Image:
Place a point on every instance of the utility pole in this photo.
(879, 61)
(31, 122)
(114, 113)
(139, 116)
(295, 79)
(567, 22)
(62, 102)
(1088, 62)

YOUR TASK
Gather every line of the listing above that contains the word "point", treating uppercase and lowercase letters as different.

TASK RESULT
Place a point on every instance of the utility pole in this photo.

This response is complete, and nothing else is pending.